— START Exercise input —
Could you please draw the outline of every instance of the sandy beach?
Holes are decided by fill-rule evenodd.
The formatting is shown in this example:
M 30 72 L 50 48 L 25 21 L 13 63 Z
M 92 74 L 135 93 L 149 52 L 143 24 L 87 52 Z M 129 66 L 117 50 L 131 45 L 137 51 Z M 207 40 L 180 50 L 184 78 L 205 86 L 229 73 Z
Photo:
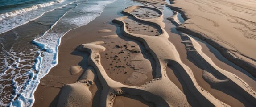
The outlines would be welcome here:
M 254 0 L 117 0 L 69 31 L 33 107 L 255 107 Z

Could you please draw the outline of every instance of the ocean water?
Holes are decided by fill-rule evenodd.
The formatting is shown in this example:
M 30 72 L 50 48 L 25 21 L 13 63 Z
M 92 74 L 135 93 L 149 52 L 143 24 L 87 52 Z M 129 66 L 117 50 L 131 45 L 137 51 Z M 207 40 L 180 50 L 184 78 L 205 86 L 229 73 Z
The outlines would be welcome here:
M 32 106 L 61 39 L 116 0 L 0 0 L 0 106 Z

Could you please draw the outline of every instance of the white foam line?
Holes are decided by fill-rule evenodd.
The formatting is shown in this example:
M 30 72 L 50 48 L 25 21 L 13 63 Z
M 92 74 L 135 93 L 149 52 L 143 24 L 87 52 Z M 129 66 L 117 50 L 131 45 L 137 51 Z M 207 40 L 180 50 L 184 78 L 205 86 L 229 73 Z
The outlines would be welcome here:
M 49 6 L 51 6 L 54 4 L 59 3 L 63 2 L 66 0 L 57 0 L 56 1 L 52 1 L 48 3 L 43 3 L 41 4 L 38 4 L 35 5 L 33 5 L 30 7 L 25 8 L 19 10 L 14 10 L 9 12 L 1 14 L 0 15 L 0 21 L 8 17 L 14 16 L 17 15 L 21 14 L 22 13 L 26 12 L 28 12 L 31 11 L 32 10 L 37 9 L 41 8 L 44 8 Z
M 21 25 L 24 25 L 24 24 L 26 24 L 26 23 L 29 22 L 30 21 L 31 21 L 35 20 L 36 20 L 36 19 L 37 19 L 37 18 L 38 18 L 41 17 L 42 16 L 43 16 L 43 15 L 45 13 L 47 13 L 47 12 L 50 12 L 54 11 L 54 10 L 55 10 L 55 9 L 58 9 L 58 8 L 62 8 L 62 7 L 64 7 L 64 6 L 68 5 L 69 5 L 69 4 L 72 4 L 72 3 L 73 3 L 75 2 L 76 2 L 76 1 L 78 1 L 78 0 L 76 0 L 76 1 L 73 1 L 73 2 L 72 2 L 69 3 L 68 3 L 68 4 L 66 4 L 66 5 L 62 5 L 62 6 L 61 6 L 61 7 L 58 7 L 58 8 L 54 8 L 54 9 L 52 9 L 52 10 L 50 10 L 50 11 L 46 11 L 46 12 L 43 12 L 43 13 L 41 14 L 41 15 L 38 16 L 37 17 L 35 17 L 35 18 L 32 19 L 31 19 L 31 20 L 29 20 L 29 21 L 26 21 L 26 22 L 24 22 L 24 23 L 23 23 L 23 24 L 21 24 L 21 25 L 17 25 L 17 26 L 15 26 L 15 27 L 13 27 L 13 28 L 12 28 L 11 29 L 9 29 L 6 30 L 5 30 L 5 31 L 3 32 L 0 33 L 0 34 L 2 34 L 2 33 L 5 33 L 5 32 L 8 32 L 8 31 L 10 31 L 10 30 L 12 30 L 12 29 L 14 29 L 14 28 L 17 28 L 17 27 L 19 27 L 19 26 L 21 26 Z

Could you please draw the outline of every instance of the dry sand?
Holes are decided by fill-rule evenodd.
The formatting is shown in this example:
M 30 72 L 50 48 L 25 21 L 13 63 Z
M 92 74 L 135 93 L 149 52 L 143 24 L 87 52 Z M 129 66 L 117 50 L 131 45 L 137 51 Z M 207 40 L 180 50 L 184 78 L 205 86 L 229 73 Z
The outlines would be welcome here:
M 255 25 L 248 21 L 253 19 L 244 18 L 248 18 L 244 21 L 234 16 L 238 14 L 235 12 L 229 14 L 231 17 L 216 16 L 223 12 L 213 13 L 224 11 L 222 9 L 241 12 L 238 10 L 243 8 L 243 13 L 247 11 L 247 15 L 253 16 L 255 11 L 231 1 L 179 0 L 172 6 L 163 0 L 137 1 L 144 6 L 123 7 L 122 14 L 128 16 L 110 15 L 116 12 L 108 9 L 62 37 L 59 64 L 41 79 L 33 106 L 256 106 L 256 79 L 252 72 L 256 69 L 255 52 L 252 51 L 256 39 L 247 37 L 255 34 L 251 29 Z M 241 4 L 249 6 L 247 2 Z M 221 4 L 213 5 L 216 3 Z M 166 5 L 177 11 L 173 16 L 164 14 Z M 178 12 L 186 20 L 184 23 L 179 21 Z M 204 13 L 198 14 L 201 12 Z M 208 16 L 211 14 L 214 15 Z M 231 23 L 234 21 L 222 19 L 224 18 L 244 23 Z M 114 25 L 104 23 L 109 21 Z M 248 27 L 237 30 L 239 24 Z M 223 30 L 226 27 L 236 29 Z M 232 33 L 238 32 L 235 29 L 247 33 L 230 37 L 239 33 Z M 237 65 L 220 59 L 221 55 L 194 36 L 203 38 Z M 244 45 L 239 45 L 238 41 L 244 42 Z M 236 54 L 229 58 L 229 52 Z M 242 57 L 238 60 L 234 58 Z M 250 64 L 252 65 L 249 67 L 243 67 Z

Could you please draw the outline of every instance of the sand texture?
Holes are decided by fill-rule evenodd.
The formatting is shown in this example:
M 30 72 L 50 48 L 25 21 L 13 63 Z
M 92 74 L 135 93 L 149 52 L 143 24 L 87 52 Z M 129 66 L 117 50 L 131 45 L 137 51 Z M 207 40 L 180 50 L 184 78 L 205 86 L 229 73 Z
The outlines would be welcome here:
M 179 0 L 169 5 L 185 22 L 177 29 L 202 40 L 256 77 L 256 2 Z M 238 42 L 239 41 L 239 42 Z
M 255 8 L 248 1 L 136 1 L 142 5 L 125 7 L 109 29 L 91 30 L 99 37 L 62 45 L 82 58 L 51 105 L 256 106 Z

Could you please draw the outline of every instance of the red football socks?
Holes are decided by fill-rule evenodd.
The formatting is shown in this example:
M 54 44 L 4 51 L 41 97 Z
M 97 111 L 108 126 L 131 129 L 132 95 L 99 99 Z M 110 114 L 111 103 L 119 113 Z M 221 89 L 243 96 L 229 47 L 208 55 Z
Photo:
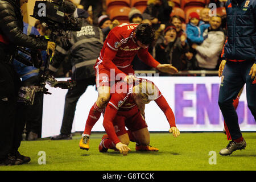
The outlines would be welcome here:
— END Exercise input —
— START Exercise input —
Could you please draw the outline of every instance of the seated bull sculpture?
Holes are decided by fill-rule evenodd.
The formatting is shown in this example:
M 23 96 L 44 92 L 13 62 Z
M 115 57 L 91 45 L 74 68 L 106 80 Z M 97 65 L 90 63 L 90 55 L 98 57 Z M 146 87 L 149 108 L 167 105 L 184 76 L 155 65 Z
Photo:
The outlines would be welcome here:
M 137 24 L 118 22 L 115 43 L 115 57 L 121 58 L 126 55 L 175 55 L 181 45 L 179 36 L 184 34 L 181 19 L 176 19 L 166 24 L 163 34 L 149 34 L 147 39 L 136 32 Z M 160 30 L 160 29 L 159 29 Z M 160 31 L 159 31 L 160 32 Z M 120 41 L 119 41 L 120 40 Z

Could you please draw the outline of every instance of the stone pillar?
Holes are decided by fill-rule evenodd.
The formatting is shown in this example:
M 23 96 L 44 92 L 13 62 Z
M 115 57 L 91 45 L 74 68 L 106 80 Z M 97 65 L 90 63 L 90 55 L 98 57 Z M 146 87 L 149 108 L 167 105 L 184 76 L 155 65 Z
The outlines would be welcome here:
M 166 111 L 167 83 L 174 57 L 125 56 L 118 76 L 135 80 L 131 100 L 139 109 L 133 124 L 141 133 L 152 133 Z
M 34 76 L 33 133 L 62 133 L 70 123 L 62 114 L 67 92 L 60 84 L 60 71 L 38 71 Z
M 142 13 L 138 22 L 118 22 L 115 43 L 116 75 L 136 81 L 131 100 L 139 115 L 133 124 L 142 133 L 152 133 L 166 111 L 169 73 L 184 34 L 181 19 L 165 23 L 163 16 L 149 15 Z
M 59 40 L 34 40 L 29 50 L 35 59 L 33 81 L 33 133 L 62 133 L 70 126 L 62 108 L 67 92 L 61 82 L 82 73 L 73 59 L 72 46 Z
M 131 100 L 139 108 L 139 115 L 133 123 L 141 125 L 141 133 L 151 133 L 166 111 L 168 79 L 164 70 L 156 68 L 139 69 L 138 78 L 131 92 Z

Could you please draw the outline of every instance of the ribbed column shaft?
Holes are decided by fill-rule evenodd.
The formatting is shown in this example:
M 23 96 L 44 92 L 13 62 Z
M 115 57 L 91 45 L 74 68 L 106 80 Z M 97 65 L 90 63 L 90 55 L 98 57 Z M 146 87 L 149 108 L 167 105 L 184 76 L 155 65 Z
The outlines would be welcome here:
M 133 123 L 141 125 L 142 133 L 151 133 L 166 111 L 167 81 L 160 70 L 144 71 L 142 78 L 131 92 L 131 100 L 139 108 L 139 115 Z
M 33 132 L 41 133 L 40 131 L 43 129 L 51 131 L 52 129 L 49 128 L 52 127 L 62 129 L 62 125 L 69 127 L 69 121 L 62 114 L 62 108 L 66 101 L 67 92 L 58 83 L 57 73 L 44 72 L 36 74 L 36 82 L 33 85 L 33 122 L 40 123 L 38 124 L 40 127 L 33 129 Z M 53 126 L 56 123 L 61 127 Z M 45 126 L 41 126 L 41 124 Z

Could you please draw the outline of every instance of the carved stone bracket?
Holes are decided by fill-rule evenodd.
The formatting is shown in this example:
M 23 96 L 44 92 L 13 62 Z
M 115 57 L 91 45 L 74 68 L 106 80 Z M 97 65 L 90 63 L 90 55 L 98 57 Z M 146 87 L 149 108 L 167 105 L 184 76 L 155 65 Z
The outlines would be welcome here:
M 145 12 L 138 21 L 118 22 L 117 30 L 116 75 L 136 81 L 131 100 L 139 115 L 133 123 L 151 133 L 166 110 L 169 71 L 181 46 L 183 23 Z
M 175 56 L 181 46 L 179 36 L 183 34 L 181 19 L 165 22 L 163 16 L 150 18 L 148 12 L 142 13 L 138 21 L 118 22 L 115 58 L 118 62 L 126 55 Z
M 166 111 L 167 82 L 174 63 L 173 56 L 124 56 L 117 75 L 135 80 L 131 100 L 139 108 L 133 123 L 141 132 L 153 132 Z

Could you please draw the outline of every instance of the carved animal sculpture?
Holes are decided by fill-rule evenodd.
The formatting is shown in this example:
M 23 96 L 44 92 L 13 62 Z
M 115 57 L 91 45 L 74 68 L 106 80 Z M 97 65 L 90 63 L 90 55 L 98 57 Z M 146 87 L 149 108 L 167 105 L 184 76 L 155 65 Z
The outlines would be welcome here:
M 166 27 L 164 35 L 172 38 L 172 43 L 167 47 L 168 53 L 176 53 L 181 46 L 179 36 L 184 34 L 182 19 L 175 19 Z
— END Exercise input —
— START Exercise input —
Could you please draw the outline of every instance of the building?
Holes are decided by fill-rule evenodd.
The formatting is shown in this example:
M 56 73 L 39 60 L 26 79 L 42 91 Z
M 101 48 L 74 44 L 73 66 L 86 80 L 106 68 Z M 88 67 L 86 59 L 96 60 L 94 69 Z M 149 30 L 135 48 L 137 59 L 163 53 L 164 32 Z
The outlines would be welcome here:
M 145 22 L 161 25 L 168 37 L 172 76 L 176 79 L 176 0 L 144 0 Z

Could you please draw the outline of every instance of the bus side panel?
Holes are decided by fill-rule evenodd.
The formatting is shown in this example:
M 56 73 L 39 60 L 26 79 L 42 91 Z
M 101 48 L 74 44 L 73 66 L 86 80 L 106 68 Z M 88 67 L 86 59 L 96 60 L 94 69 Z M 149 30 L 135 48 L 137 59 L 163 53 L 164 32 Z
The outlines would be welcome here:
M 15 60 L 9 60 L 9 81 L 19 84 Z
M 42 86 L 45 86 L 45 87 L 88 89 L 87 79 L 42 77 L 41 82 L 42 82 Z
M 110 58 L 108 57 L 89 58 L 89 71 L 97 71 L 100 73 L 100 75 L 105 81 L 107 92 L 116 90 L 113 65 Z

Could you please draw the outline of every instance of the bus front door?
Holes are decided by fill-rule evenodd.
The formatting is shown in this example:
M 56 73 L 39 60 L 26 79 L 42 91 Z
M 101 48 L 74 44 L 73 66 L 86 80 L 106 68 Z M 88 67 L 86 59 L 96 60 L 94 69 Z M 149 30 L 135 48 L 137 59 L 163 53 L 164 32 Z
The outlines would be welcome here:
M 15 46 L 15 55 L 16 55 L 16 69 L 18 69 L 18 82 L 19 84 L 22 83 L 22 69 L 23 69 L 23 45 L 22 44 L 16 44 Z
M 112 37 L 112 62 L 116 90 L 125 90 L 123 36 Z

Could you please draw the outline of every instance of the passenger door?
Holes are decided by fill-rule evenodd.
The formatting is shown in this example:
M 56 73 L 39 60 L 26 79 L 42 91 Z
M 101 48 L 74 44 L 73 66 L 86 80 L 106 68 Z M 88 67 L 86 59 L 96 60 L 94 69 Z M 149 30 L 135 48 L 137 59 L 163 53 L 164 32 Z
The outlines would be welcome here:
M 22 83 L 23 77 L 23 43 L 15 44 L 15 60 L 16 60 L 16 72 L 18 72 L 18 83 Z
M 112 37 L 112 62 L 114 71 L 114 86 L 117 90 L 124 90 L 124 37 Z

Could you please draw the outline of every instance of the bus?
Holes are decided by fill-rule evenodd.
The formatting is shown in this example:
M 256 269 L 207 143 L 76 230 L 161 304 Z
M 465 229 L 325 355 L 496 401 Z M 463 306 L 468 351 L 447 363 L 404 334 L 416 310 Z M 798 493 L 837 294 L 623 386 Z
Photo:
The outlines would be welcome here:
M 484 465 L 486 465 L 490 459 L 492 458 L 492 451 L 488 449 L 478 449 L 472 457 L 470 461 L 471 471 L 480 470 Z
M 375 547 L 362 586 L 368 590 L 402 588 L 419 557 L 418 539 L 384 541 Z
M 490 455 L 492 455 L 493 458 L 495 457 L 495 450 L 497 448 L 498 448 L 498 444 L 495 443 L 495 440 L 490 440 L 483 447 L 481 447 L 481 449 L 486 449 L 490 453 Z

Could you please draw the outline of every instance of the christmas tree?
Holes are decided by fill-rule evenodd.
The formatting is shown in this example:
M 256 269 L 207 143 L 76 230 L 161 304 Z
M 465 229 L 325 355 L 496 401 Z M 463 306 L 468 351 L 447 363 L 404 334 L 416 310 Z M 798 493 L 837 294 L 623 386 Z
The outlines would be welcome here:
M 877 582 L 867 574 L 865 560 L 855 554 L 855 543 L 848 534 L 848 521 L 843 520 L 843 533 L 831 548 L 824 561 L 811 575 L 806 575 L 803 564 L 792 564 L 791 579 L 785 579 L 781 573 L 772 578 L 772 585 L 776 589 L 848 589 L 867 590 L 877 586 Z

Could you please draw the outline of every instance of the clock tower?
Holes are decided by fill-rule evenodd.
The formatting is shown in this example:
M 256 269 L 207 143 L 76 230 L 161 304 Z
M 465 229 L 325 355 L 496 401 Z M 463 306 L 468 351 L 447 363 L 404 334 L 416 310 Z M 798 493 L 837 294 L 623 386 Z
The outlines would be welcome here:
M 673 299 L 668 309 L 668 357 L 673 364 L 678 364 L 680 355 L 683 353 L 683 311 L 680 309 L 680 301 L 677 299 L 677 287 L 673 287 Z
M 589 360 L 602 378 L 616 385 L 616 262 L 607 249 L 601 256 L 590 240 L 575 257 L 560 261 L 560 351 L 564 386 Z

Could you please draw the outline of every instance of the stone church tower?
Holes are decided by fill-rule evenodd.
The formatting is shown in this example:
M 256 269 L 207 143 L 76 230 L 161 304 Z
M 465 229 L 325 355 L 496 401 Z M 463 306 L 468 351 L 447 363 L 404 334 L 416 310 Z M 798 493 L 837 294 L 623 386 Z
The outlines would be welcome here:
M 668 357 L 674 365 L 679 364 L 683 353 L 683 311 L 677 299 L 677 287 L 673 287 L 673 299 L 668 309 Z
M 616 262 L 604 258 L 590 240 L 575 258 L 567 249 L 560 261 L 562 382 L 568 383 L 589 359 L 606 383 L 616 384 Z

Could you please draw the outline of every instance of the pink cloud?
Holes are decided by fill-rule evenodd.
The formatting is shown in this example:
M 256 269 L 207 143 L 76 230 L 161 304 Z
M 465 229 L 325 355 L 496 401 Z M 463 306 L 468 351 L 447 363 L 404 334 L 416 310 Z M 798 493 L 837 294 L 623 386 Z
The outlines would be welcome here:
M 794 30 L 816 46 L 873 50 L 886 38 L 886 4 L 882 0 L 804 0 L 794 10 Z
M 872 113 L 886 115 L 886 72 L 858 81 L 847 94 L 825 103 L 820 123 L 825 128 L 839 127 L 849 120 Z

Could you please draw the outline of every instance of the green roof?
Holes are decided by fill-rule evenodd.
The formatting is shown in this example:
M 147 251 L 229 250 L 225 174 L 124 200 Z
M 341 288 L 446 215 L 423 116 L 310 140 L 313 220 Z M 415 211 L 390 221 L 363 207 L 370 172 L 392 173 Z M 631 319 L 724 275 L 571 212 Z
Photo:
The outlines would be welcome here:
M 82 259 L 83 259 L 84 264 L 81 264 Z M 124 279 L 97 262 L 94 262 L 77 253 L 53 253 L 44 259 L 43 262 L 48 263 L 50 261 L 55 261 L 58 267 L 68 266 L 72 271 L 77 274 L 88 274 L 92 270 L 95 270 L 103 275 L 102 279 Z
— END Exercise input —
▶ _Task details_
Rewrite the part that opens with the line containing "bus side panel?" and closes with the line containing "M 110 58 L 108", changing "formatting" to "layout" and keeping everything else the same.

▶ _Response for this exercise_
Could you please draw the outline of every instance of the bus side panel?
Holes are decided by fill-rule evenodd.
The layout is shown in this example:
M 56 73 L 39 60 L 26 79 L 42 91 Z
M 101 48 L 74 44 L 73 66 L 86 80 L 106 68 Z M 88 67 L 86 59 L 96 60 L 94 69 Z M 149 30 L 135 48 L 137 59 L 163 53 L 164 32 Z
The outlines would be welcome here:
M 15 60 L 9 60 L 9 81 L 19 84 Z
M 42 86 L 45 86 L 45 87 L 88 89 L 87 79 L 42 77 L 41 82 L 42 82 Z
M 110 58 L 108 57 L 89 58 L 89 71 L 97 71 L 100 73 L 100 75 L 105 81 L 107 92 L 116 90 L 113 65 Z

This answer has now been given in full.